WRITTEN INSTRUCTION →
Format everything in the records below, from the line containing "Teacher note: please indicate the white" down to the end of the records, as a numbered list, leaving out any blank lines.

====

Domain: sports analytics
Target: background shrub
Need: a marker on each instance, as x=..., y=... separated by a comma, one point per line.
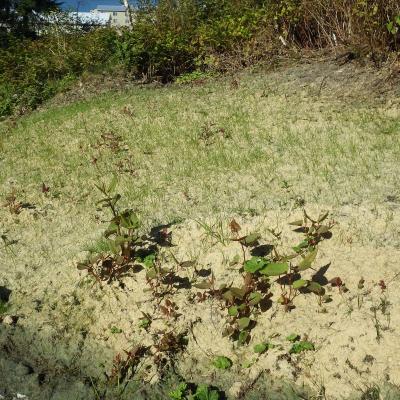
x=175, y=37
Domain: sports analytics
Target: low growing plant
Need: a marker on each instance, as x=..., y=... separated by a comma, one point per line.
x=262, y=273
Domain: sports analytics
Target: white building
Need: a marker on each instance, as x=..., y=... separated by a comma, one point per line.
x=118, y=15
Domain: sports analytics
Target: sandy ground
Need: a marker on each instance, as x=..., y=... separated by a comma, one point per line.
x=66, y=329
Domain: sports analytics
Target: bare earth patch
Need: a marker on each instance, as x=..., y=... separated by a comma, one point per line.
x=186, y=156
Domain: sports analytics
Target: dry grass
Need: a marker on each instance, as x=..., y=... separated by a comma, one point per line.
x=318, y=135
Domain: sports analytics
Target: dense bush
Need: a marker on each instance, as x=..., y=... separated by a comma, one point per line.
x=175, y=37
x=34, y=70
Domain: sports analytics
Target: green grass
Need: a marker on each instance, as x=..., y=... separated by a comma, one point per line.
x=326, y=151
x=206, y=153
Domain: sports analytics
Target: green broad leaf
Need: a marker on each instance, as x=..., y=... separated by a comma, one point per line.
x=203, y=285
x=238, y=293
x=222, y=362
x=151, y=273
x=149, y=261
x=302, y=245
x=298, y=222
x=144, y=323
x=111, y=230
x=254, y=264
x=82, y=266
x=120, y=240
x=243, y=336
x=235, y=260
x=247, y=363
x=275, y=269
x=260, y=348
x=114, y=330
x=243, y=323
x=113, y=184
x=301, y=346
x=316, y=288
x=129, y=220
x=323, y=229
x=251, y=239
x=203, y=392
x=293, y=337
x=254, y=298
x=187, y=264
x=288, y=257
x=307, y=261
x=233, y=311
x=300, y=283
x=228, y=296
x=323, y=216
x=114, y=247
x=179, y=392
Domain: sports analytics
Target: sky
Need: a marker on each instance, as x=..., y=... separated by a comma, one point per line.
x=87, y=5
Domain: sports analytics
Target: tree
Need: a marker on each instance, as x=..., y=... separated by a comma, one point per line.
x=21, y=17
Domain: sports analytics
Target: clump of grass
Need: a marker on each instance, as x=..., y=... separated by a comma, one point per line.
x=262, y=274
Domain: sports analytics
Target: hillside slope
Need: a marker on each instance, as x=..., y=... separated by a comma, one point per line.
x=259, y=147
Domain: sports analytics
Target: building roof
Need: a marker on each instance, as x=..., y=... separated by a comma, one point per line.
x=111, y=8
x=90, y=18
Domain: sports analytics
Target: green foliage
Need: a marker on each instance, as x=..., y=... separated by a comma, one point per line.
x=222, y=362
x=187, y=39
x=179, y=392
x=301, y=346
x=32, y=71
x=4, y=306
x=114, y=330
x=121, y=245
x=244, y=303
x=260, y=348
x=203, y=392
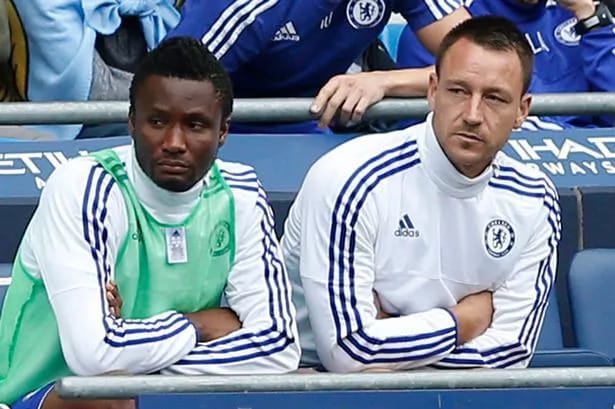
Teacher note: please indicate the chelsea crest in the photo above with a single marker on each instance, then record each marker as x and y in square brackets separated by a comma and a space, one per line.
[365, 13]
[499, 238]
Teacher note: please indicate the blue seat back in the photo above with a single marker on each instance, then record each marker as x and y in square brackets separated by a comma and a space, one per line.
[551, 334]
[591, 284]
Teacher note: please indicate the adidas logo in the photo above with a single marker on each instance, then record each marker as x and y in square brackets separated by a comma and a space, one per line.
[406, 228]
[287, 33]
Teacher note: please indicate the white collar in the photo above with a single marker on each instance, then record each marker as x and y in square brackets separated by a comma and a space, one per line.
[165, 206]
[442, 172]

====

FINISHED EXERCISE →
1. Teacher note: please indicate the white collar in the photo above with a single marker on each instance, then record each marker as x and y in square brackets separated by a comma and a space, one per line.
2. [165, 206]
3. [442, 172]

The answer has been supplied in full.